Source document:
• • • • • • •

The Schwarzschild-dS spacetime (\ref{2eq1}) is a solution of Einstein equations with 
a cosmological constant $\Lambda =n(n+1)/2l^2$ in $n+2$ dimensions. When the 
Schwarzschild parameter $m$ vanishes, the solution (\ref{2eq1}) reduces to the
dS solution, which has a cosmological horizon at $r=l$. The horizon has the associated 
Hawking temperature $T_{\rm HK}=1/2\pi l$ and entropy $S=l^nVol(S^n)/4G$~\cite{Gibbons}. When 
$m$ increases with $m>0$, a black hole horizon occurs and increases in size with $m$, 
while the cosmological horizon shrinks. Finally the black hole horizon and cosmological
horizon coincide with each other when 
\begin{equation}
\label{2eq3}
m_N = \frac{2}{\omega_n (n+1)}\left(\frac{n-1}{n+1}l^2\right)^{(n-1)/2}.
\end{equation}
This is the Nariai black hole, the maximal black hole in dS space.  

When $m\ne 0$, the cosmological horizon $r_c$ of the solution (\ref{2eq1}) is 
determined by the maximal root of the equation $f(r)=0$. The associated Hawking temperature
and entropy to the cosmological horizon are
\begin{eqnarray}
\label{2eq4}
&& T_{\rm HK} =\frac{1}{4\pi r_c}\left ((n+1)\frac{r_c^2}{l^2}-(n-1)\right),
   \nonumber \\
&& S =\frac{r_c^n Vol(S^n)}{4G}.
\end{eqnarray}
In Ref.~\cite{BBM}, using surface counterterm method the authors calculated the mass 
of gravitational field  of the spacetime (\ref{2eq1}) in four and five 
dimensions~\footnote{For the case in  higher dimensions, more counterterms than those
given in \cite{BBM} are needed.}. It was found that
\begin{equation}
\label{2eq5}
M_4 =-m, \ \ \  M_5=\frac{3\pi l^2}{32G} -m.
\end{equation}
Thus a pure dS$_4$ has a vanishing mass, while the Nariai black hole has the mass
$M_4 =-l/3\sqrt{3}G$ in four dimensions. 
The pure dS$_5$ has the mass $3\pi l^2/32G$ and the Nariai
black hole in five dimensions has a vanishing mass. This is a surprising result: The
mass of black hole solution is always less than that of pure dS space in corresponding
dimensions. However, it was argued that this result is consistent with the Bousso's
observation on the asymptotically dS space and the dS/CFT correspondence~\cite{BBM}.
The Bousso's observation is that the entropy of dS space is an upper bound for the entropy
of any asymptotically dS spaces~\cite{Bous}. Furthermore, if the dS/CFT correspondence
exists, the mass of asymptotically dS spaces should be translated into the energy of 
a dual Euclidean CFT. Generically it is expected that such a field theory has entropy 
increasing with energy. The result (\ref{2eq5}) has precisely this 
property~\cite{BBM}.

• • • • • • •

Material provided:
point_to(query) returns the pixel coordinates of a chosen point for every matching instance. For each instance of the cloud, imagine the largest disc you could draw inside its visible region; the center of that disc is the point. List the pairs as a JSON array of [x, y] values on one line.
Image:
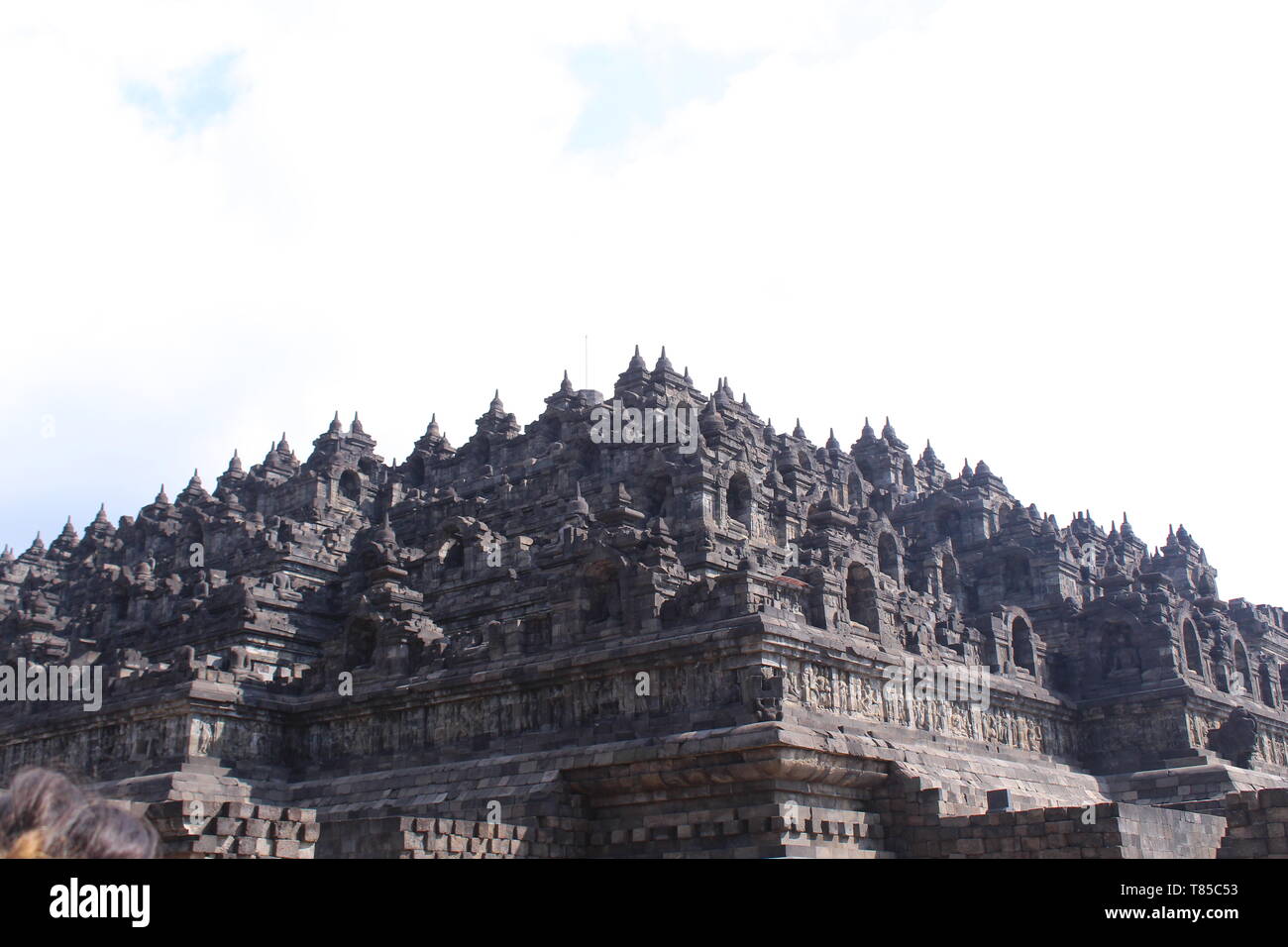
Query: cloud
[[1047, 235], [187, 101], [634, 86]]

• • • • • • •

List of tasks:
- 1) List each distinct equation label that appears in the passage on the Schwarzschild-dS spacetime, counting both labels that are defined and labels that are referenced.
- 2) Carry on the passage on the Schwarzschild-dS spacetime from its final sentence, in the same technical register.

Expected answers:
- 1) 2eq1, 2eq3, 2eq4, 2eq5

- 2)
The nonvanishing mass of pure dS$_5$ space is reminiscent of the nonvanishing
mass of pure AdS$_5$ in the global coordinates~\cite{Bala2}. The latter is shown to be 
just
the Casimir energy of ${\cal N}=4$ SYM theory on a $3$-sphere. Such a Casimir energy
is expected to exist for pure AdS space in odd dimensions~\cite{Bala2}. In the closest
analogy of the case in AdS spaces, the nonvanishing mass of pure dS spaces is also
expected to exist in odd dimensions in some coordinates ({\it cf.} \cite{CMZ}). These
nonvanishing masses can be viewed as the Casimir energies of CFTs dual to the pure
dS spaces. 

Note that in checking the Cardy-Verlinde formula for the asymptotically AdS 
spaces, the Casimir energy of pure AdS spaces did not be 
included~\cite{Verl,Cai1,Birm,Klem1}\footnote{If one wants to include the Casimir
energy of the pure AdS space, this part must be subtracted from the total energy in 
the Cardy-Verlinde formula, in a way as we 
did in the case of charged AdS black holes~\cite{Cai1}.}.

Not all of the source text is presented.